Brano fornito:
....

Mark Haddon – Lo strano caso del cane ucciso a mezzanotte

00.07

Il cane era morto

decisi di fare qualche indagine

Catena di Ragionamenti…

Christopher soffre di autismo, l’assassinio del cane della vicina innesca in lui la voglia di scoprire il colpevole: la ricerca della verità ci farà conoscere a fondo il protagonista e il mondo che lo circonda.

The Curious Incident of the Dog in the Night-Time
The Curious Incident of the Dog in the Night-Time – National Theatre

Il  giallo si sviluppa in maniera molto originale. Il tutto è condito da un linguaggio davvero unico. Di fatto, si tratta di un sotterfugio per riuscire a entrare nella mente di questo giovanotto difficile.

Ogni particolare è esaminato con precisione: Il cane è morto davvero? La vicina chi è? E ogni evento irrilevante assume importanza strategica nelle indagini di Christopher. I confini strettissimi, che lo legano a casa e scuola, si sbriciolano quando la necessità di chiarire l’evento tragico accaduto al cane, proietta il protagonista nel mondo “reale”, assolutamente più grande e diverso da quello disegnato ad hoc da chi gli vuole bene.

....

Materiale raccolto:
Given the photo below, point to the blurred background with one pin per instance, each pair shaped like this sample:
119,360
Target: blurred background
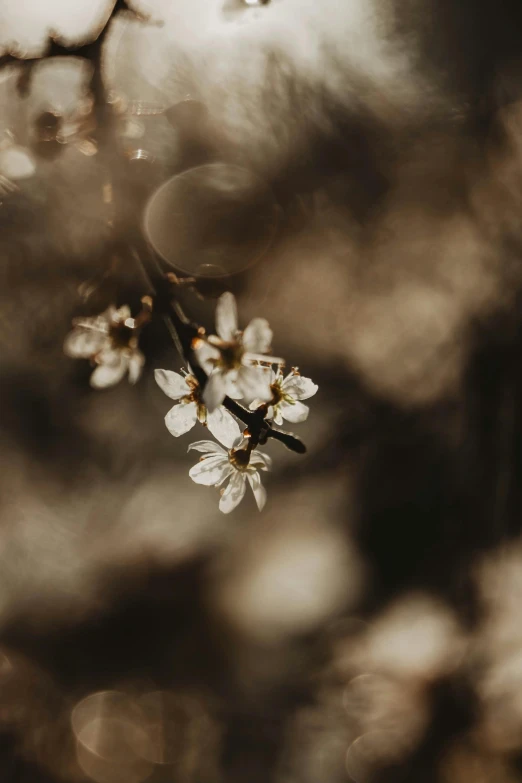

....

Obiettivo:
Continua il brano sul romanzo del cane ucciso a mezzanotte, riprendendo subito dopo la sua ultima frase. Le righe raccolte non servono a niente per questo lavoro.

Risultato:
Voglio ringraziare un’amica per avermi fatto scoprire questo libro. Sono soltanto dispiaciuto di non aver avuto notizie sull’esito della partita Inghilterra – Romania (particolare secondario e irrilevante a guardar bene; forse finita 134 a 0).

Altro discorso va fatto a riguardo del pezzetto di Lego da otto. Non mi è chiaro se la confessione avviene in conseguenza alla sua apparizione, cioè in quanto oggetto mistico che costringe a dire assolutamente la verità, o se trattasi di un irrilevante particolare. Propendo per la prima ipotesi… in bricks we trust.

progetto abbinamenti

quando: alle 00.07

dove: nel giardino dei vicini

piatto: filetto alla Wellington

vino: Cabernet doc Breganze “Bosco Grande”

drink: Cosmopolitan

Mezzanotte e sette minuti. Il cane era disteso sull’erba […] Gli occhi erano chiusi. Sembrava stesse correndo su un fianco […] Il cane però non stava correndo, e non dormiva. Il cane era morto.

Decisi che avrei scoperto chi aveva ucciso Wellington […] decisi di fare qualche indagine. […] il forcone apparteneva alla signora Shears. […] mi domandai se fosse stata la stessa signora Shears a uccidere Wellington. Ma se era stata lei perché si era precipitata fuori urlando: “che cazzo hai fatto al mio cane?”

Dentro il mio cervello si stava producendo una Catena di Ragionamenti

(Mark, Haddon, Lo strano caso del cane ucciso a mezzanotte, Einaudi, 2003, pp. 3, 40-42, 54)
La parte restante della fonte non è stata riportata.